EXERCISE BRIEF:
Copy out every line of the entries below, requests included. Multiply each coordinate in the answers by 2 and round to whole numbers, with halves rounded up; leave the numbers in the requests and their format samples unchanged.

#####

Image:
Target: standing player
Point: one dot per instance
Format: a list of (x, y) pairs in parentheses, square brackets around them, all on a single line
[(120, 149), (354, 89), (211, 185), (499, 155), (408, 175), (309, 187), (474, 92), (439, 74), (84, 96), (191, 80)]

#####

REPLY TO THE EXERCISE:
Image:
Target: standing player
Point: one dot per instance
Format: a list of (x, y) pairs in parentheses, square brackets around them, all on a single line
[(240, 298), (708, 178), (422, 370), (998, 310), (816, 350), (618, 374), (948, 184), (878, 148), (168, 192), (382, 160)]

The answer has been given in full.